# [ARBEITSAUFTRAG]
Setze den Lesetext über den Rückzug in Reservehaltungen im Anschluss an seinen letzten Satz fort.

# [LESETEXT]
━━━

Stellt man beispielsweise durch sorgfältige Beobachtung fest, dass man viel zu weit in Reservehaltungen bleibt und sich vor vielen Einflüssen des Tages schützen möchte, so sollte man sich einen Plan machen, wie man in wachsendem Maße zu Kollegen, Freunden, Verwandten oder allgemein zu den Mitmenschen in Beziehung tritt. Das Zurückgeworfen-Sein auf sich selbst bildet den Anfang einer Krankheitssituation, denn es fehlen die natürlichen, wechselseitigen und lebendigen Ströme eines wahrnehmenden Integriertseins.

━━━

# [QUELLENMATERIAL]
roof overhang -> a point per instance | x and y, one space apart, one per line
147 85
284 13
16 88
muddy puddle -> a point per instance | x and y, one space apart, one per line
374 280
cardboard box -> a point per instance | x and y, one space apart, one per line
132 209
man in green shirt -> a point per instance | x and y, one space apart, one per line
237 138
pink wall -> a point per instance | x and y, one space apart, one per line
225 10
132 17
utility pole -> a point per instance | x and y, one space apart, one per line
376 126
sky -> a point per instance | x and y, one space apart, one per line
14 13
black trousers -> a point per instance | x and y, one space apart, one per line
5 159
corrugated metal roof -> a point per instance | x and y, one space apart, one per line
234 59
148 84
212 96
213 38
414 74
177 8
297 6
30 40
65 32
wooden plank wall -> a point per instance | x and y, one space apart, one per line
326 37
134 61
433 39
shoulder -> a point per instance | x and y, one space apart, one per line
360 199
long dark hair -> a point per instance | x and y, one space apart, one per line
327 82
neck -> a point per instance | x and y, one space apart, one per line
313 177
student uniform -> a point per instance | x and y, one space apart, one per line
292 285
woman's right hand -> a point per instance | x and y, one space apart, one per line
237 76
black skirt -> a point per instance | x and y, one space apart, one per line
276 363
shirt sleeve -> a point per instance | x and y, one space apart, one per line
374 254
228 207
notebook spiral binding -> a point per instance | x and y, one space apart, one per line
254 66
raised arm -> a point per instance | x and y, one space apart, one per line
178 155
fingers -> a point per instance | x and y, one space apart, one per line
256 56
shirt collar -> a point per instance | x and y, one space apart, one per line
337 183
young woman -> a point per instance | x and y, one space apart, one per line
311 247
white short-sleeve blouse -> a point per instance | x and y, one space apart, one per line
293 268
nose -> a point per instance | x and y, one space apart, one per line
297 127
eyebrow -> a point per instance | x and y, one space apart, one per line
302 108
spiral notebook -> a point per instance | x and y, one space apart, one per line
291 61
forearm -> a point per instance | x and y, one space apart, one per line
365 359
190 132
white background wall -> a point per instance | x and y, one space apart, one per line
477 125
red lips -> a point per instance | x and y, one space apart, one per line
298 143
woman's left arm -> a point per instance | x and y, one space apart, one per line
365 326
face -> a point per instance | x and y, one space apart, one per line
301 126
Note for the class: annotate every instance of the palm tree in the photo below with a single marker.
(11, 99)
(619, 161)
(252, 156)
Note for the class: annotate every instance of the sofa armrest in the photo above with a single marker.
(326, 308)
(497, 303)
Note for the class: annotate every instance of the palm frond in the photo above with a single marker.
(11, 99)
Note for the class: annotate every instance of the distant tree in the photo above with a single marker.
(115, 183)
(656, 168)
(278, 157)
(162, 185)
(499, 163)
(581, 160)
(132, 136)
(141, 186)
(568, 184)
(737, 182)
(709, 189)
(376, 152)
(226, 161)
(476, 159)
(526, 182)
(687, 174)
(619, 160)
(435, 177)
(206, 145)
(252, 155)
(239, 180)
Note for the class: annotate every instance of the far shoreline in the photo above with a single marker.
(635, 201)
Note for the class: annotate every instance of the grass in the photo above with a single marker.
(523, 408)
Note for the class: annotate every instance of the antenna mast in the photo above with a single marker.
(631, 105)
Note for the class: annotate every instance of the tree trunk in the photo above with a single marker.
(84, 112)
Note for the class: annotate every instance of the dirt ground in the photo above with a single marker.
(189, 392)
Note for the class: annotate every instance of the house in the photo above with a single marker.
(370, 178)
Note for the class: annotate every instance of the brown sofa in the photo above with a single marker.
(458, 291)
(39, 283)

━━━

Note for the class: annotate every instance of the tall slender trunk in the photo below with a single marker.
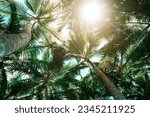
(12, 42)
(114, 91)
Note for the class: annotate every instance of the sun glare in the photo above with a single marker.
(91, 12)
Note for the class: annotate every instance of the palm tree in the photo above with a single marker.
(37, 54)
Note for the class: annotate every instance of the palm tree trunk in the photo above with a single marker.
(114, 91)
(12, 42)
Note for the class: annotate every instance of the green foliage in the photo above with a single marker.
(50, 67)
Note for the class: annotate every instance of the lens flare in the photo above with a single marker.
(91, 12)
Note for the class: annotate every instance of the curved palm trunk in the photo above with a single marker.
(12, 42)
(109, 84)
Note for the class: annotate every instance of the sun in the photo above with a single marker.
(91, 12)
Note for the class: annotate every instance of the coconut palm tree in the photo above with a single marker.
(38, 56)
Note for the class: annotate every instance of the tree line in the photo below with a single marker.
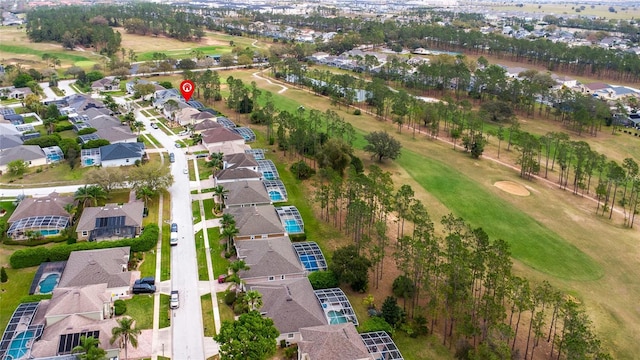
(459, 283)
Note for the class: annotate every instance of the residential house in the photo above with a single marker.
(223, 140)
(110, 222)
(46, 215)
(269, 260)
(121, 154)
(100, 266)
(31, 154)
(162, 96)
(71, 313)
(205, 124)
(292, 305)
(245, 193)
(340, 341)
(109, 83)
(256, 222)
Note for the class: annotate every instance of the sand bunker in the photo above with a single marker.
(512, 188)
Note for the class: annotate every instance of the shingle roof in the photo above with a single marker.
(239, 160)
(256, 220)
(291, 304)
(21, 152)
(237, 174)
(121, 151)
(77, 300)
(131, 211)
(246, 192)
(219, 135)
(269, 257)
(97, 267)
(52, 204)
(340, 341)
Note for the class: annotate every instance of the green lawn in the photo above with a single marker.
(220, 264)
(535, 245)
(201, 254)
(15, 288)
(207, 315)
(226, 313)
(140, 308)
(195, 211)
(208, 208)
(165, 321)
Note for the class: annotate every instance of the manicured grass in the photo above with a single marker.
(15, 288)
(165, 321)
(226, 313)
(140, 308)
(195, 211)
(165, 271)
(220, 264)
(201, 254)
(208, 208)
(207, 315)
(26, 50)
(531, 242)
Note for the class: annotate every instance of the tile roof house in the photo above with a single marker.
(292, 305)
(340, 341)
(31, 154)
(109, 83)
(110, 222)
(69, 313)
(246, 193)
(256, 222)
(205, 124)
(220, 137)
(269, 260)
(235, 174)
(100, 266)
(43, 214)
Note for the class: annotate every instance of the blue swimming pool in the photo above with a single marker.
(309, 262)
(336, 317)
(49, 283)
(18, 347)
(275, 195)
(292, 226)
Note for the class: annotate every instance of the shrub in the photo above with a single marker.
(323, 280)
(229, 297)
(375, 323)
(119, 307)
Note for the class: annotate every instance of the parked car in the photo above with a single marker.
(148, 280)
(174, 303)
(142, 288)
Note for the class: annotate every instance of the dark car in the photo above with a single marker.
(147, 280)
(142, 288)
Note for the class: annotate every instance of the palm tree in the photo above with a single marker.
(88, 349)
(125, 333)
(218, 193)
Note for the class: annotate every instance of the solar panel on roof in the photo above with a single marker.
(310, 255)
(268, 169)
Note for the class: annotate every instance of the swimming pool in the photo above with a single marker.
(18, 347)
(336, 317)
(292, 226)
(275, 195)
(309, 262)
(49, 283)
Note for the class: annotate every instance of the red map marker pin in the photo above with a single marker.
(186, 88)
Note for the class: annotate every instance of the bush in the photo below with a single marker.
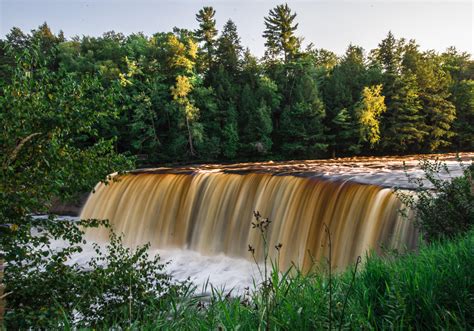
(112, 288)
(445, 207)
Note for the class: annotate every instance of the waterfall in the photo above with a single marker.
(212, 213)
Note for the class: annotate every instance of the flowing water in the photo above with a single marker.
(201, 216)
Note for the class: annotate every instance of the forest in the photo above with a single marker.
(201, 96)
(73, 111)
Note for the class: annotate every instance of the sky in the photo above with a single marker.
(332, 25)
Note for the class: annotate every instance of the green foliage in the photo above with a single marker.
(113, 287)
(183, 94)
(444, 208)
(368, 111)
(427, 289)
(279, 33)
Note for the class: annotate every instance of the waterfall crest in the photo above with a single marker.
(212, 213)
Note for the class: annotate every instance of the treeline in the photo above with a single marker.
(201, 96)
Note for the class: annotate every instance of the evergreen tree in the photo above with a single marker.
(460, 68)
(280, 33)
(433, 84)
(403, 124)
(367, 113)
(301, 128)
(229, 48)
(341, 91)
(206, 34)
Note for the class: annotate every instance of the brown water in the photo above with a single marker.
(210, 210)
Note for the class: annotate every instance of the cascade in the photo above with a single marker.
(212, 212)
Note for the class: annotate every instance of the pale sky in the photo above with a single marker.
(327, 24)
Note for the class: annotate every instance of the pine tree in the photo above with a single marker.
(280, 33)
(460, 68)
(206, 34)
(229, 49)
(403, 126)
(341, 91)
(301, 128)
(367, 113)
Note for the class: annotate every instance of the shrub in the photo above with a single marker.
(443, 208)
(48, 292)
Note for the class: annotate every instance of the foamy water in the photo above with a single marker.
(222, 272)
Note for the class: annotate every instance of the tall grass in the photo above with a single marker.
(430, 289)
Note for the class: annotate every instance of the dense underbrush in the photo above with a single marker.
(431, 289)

━━━

# [GELÖSTE AUFGABE]
Der Einzelne benötigt heute eine bewusste und zielführende Aktivierung seines Potenzials von Denken, Fühlen und schließlich des Handelns. Man muss sich jeden Tag beziehungsaktive Schritte vornehmen und gegen lethargische Phasen und allerlei depressive Stimmungen ein Aufrichten praktizieren. Es wird heute sehr viel die Wortformel benutzt, man solle auf seinen Körper hören. Genau genommen kann man auf den Körper nicht wirklich „hören“, denn dieser ist den materiellen Gesetzen und energetischen Einflüssen von außen unterworfen. Was könnte es aber idealerweise bedeuten, auf den Körper zu hören? Sicherlich ist es wichtig, die Symptome am Körper zu bemerken und sie deuten zu lernen. Für den Lernschritt einer Beziehungsaktivierung muss man zwischen wirklichen körperlichen Bedingungen und Emotionen unterscheiden können. In einer Depression oder in einer Verzagtheit drängt das emotional behaftete Gemüt die Aufmerksamkeit in einen Rückzug und viele unbewusste Ängste wollen eine Art Ruhe und Erholung gewinnen, die es aber nicht wirklich gibt.

Aus diesem Grunde darf derjenige, der die eigene Selbstbestimmung zur Gesundheit übt, sich nicht den Emotionen preisgeben, die sich vonseiten des erschöpften Körpers spiegeln. Er muss sich jeden Tag neue beziehungsvolle Schritte vornehmen, sich aufrichten und Themeninhalte bearbeiten, Kommunikation aufsuchen und sich somit in seinen Emotionen überwinden.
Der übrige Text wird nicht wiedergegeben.